What you have to do —
In the records below, locate the line containing "One point marks each instance of the train windshield.", then extract it and all following lines exactly, ending with the last line.

-*-

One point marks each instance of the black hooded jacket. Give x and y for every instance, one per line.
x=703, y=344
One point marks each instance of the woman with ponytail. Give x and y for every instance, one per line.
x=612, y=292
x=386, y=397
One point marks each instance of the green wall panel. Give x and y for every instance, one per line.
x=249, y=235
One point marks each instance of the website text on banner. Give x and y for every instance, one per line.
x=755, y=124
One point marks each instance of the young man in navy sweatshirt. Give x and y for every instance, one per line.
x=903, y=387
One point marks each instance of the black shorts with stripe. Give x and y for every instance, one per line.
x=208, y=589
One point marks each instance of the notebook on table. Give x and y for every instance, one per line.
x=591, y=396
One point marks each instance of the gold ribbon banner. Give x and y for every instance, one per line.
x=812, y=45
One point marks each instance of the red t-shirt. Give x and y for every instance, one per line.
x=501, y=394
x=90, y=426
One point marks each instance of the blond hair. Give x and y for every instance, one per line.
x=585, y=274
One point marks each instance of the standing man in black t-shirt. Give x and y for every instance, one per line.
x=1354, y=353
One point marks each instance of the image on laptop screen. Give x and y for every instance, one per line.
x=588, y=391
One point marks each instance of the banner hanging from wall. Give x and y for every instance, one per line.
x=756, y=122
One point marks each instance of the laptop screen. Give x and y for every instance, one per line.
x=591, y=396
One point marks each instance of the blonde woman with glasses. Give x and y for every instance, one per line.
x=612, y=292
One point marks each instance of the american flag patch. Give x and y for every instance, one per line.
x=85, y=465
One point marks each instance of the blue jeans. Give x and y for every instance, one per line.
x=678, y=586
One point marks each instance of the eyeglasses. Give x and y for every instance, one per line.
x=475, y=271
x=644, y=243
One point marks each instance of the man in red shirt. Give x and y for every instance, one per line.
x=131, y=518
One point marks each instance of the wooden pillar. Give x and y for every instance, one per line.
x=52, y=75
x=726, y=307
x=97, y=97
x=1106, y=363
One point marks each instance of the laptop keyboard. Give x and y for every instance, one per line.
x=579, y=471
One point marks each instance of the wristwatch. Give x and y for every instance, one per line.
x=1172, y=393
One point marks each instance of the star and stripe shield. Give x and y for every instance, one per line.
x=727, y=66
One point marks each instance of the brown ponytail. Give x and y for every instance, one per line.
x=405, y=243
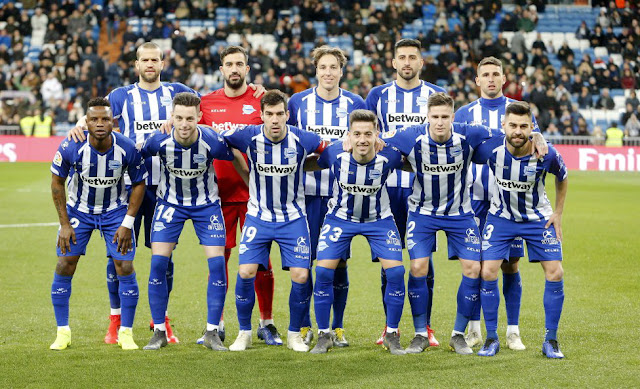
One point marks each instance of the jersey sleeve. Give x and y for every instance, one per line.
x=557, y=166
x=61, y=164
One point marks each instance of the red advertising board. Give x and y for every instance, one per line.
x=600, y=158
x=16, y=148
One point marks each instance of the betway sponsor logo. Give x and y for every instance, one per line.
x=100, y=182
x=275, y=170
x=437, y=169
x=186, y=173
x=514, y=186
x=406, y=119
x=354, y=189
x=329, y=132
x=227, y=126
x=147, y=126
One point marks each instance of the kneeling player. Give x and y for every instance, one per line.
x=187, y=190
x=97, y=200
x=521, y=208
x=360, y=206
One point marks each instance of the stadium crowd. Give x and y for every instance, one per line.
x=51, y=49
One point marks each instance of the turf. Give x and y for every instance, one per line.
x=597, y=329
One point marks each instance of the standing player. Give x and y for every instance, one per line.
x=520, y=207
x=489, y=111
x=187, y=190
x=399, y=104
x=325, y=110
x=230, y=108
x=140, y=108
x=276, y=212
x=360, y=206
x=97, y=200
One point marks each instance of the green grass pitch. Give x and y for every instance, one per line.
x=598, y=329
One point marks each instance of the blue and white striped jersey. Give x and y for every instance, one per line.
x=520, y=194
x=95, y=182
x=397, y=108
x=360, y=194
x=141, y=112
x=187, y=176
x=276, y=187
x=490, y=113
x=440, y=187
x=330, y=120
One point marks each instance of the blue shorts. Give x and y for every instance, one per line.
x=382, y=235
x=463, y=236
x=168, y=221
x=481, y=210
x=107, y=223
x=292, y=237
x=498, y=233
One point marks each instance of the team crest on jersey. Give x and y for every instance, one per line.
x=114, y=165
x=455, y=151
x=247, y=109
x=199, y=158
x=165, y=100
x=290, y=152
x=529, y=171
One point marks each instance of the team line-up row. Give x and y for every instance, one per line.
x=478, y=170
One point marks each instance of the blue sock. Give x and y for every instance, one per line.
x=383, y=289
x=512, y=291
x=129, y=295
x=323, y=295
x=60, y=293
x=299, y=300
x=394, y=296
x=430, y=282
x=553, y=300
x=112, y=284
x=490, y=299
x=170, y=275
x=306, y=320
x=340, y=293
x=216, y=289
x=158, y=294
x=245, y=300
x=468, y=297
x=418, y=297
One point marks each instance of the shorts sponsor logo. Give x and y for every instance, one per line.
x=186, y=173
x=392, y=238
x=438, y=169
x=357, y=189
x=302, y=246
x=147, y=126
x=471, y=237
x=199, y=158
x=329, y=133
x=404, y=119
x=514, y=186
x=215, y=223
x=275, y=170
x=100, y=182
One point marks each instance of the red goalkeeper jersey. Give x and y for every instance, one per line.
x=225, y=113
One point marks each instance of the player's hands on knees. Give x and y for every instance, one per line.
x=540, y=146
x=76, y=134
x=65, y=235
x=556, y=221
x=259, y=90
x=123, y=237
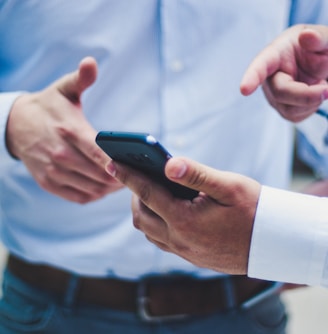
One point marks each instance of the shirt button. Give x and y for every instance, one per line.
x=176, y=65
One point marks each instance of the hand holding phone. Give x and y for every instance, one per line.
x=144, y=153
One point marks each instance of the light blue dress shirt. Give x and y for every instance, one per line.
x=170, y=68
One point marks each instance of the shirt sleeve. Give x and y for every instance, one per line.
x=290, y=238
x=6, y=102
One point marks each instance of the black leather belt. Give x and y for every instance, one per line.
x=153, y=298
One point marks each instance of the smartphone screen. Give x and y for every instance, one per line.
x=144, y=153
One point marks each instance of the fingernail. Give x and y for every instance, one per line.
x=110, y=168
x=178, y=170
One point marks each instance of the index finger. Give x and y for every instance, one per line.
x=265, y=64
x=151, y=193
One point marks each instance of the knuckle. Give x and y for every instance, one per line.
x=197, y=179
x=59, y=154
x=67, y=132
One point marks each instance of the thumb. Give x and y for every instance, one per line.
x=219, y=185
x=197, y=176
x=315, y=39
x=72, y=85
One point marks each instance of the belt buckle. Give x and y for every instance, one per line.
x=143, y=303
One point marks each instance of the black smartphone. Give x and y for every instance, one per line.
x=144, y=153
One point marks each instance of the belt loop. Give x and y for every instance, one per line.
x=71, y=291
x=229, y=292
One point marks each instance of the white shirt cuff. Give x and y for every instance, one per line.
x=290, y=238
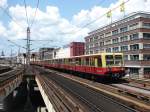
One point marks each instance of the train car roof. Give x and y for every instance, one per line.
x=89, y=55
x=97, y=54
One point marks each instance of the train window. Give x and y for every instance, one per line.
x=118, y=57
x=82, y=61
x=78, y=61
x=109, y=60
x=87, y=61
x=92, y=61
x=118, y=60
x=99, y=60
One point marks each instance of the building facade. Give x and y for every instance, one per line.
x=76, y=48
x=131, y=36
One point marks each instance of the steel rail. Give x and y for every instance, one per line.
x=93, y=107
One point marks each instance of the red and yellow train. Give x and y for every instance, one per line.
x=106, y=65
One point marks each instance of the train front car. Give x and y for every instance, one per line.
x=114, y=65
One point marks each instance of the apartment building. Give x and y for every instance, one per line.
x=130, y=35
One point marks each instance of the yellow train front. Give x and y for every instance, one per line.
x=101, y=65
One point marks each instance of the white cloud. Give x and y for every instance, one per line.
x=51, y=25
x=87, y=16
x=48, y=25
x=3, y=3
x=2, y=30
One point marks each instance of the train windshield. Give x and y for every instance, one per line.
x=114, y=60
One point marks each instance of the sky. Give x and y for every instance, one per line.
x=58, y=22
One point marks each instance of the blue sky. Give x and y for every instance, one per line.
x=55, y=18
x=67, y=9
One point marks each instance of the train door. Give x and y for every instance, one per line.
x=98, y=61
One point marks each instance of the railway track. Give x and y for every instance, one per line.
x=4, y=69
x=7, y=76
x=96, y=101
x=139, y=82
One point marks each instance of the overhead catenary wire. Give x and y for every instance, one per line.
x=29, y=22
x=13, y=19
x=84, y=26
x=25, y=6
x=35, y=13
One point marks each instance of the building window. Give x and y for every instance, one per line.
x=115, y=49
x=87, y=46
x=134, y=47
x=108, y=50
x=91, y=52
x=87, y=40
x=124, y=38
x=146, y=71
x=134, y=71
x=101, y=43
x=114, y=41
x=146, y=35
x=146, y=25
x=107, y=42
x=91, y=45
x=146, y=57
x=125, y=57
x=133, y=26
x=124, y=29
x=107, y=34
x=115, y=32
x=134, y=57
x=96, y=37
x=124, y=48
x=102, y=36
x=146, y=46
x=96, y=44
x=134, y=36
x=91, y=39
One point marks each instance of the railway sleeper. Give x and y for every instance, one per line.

-*-

Result for this exercise —
One point marks each instance of the train windshield. Give x and y for every instance, one per line.
x=114, y=60
One point marks each instance of the sky. Give x and y for every instance, one per line.
x=58, y=22
One point marks each instance of the blue sky. Give x and y for every instance, one per line.
x=55, y=18
x=67, y=9
One point marks each instance of the train door. Give x and y for every instance, one per line.
x=98, y=61
One point marks each instance of the railway track. Give x and y for every instance, one per line.
x=4, y=69
x=7, y=76
x=96, y=101
x=139, y=82
One point marks each instance of the overhead catenary wire. Give x and y for every instance, one per line.
x=29, y=22
x=13, y=19
x=84, y=26
x=25, y=6
x=35, y=13
One point marks each instance of the building window. Give x and y for every instance, one per line.
x=115, y=49
x=87, y=46
x=134, y=47
x=108, y=50
x=91, y=52
x=87, y=40
x=124, y=38
x=146, y=71
x=134, y=71
x=101, y=43
x=114, y=41
x=146, y=35
x=146, y=25
x=107, y=42
x=91, y=45
x=146, y=57
x=125, y=57
x=133, y=26
x=124, y=29
x=107, y=34
x=115, y=32
x=134, y=57
x=96, y=37
x=124, y=48
x=102, y=36
x=146, y=46
x=96, y=44
x=134, y=36
x=91, y=39
One point marks each instance of the railway sleeper. Give x and y for every instance, one per line.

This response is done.